What you need to do: Rewrite all of the records with "Point out" changed to "Mark" everywhere, leaving everything else as it is. Omit the pictures from your answer.

[Pointing data excerpts]
------------------------------------------------------------------------

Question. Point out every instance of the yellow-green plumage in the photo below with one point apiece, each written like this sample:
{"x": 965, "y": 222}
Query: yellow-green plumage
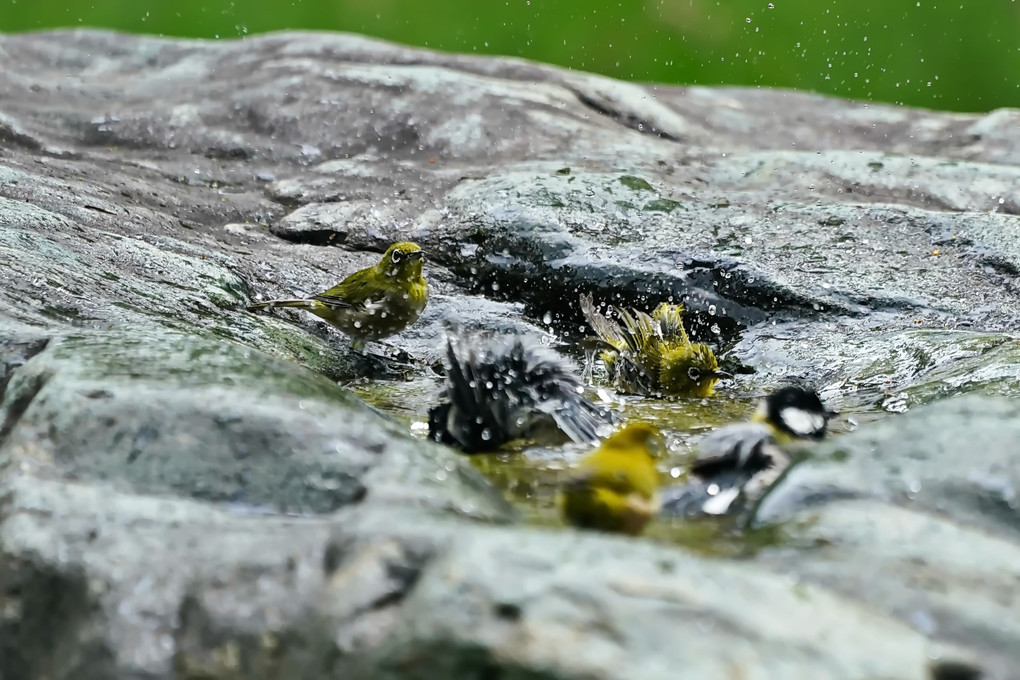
{"x": 615, "y": 487}
{"x": 372, "y": 303}
{"x": 652, "y": 354}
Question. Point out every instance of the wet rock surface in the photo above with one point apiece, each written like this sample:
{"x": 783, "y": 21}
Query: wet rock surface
{"x": 920, "y": 517}
{"x": 188, "y": 492}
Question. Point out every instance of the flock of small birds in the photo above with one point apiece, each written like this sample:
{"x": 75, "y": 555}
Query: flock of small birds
{"x": 502, "y": 387}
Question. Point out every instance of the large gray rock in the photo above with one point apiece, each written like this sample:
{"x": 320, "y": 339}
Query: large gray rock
{"x": 217, "y": 421}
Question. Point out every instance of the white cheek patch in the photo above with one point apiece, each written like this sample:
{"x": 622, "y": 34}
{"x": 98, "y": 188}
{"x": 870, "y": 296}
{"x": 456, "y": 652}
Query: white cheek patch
{"x": 802, "y": 422}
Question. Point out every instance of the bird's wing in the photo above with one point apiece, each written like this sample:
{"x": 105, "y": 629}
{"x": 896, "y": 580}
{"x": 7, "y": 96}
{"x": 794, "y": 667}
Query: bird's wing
{"x": 635, "y": 331}
{"x": 743, "y": 447}
{"x": 606, "y": 329}
{"x": 333, "y": 301}
{"x": 359, "y": 290}
{"x": 579, "y": 419}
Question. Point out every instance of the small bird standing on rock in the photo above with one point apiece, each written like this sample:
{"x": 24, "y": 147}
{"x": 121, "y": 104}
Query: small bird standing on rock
{"x": 501, "y": 387}
{"x": 742, "y": 460}
{"x": 653, "y": 355}
{"x": 372, "y": 303}
{"x": 614, "y": 487}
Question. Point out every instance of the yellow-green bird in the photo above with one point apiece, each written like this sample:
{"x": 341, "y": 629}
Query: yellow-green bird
{"x": 372, "y": 303}
{"x": 616, "y": 486}
{"x": 652, "y": 355}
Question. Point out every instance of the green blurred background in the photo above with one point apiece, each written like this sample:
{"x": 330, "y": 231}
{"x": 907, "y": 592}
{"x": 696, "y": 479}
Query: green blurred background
{"x": 960, "y": 55}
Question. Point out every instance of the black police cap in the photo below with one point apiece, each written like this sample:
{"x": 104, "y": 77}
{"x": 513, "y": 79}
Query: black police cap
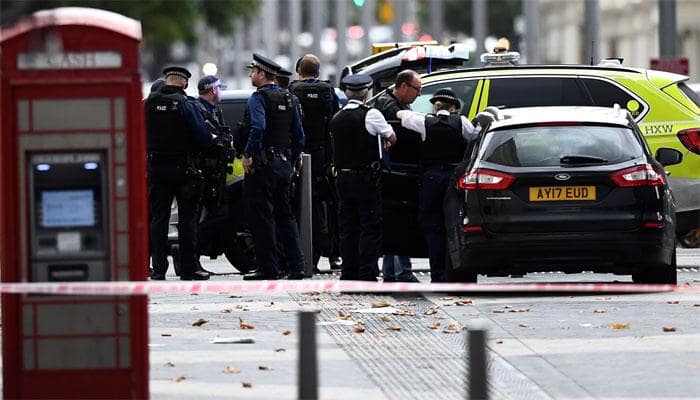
{"x": 265, "y": 64}
{"x": 446, "y": 96}
{"x": 357, "y": 82}
{"x": 179, "y": 71}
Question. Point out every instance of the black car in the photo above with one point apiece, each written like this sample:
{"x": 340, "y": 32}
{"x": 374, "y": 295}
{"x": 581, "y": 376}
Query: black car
{"x": 563, "y": 189}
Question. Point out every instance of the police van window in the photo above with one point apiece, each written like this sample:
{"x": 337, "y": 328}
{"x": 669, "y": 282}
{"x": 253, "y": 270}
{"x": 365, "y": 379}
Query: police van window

------------------------------------------------------------------------

Solution for this task:
Question. Mark every instance of the yellow-green plumage in the photo below with one point apiece, each written like this sample:
{"x": 965, "y": 222}
Query: yellow-green plumage
{"x": 615, "y": 487}
{"x": 372, "y": 303}
{"x": 652, "y": 354}
Question. Mark every instance of the wet rock surface in the photo above with one point apiece, each written like this sample:
{"x": 783, "y": 21}
Query: wet rock surface
{"x": 920, "y": 517}
{"x": 188, "y": 492}
Question. Mark every instance of the flock of small birds in the photo above with one point apiece, each written like this sample:
{"x": 75, "y": 555}
Query: flock of small birds
{"x": 502, "y": 387}
Question. Mark every instance of the large gray rock in the photo above with one point apiece, each written like this sample:
{"x": 320, "y": 339}
Query: large gray rock
{"x": 217, "y": 421}
Question. Mark every instance of the white cheek patch in the photo above with one point apiece, each written like this sample:
{"x": 622, "y": 34}
{"x": 98, "y": 188}
{"x": 870, "y": 296}
{"x": 456, "y": 652}
Query: white cheek patch
{"x": 802, "y": 422}
Question. Mark every instance of the bird's wing in the photo above with one point apiece, each written like this sample:
{"x": 105, "y": 629}
{"x": 896, "y": 580}
{"x": 7, "y": 96}
{"x": 794, "y": 667}
Query: bird's wing
{"x": 635, "y": 331}
{"x": 743, "y": 447}
{"x": 606, "y": 329}
{"x": 333, "y": 301}
{"x": 359, "y": 290}
{"x": 579, "y": 419}
Question. Mark every instance of the small bird standing on rock in the photo above with one point apiece, each written like this sample:
{"x": 24, "y": 147}
{"x": 121, "y": 104}
Query: small bird standing on rock
{"x": 501, "y": 387}
{"x": 742, "y": 460}
{"x": 653, "y": 355}
{"x": 372, "y": 303}
{"x": 614, "y": 487}
Question. Mark every instance of the yellow-green bird in the photo above with one point apiece, each written like this sample:
{"x": 341, "y": 629}
Query: yellow-green bird
{"x": 372, "y": 303}
{"x": 616, "y": 486}
{"x": 652, "y": 355}
Question. Mark every instance of the green blurred background in the photo above with one point apiece, each written like this sample:
{"x": 330, "y": 231}
{"x": 907, "y": 592}
{"x": 696, "y": 479}
Query: green blurred background
{"x": 960, "y": 55}
Question. Mark every instance of the black police cap in the photo below with one point apiece, each written like this sample:
{"x": 104, "y": 77}
{"x": 513, "y": 79}
Query: black police cap
{"x": 265, "y": 64}
{"x": 446, "y": 96}
{"x": 357, "y": 82}
{"x": 179, "y": 71}
Question. Mark every instance of the black car in the photo above with one point apiece, each written like this sample:
{"x": 340, "y": 32}
{"x": 374, "y": 295}
{"x": 581, "y": 376}
Query: black car
{"x": 563, "y": 189}
Question. Mark every instance of the police van window in the photo above with one point apiece, each written like this sample:
{"x": 337, "y": 328}
{"x": 669, "y": 282}
{"x": 253, "y": 270}
{"x": 365, "y": 379}
Query: police van window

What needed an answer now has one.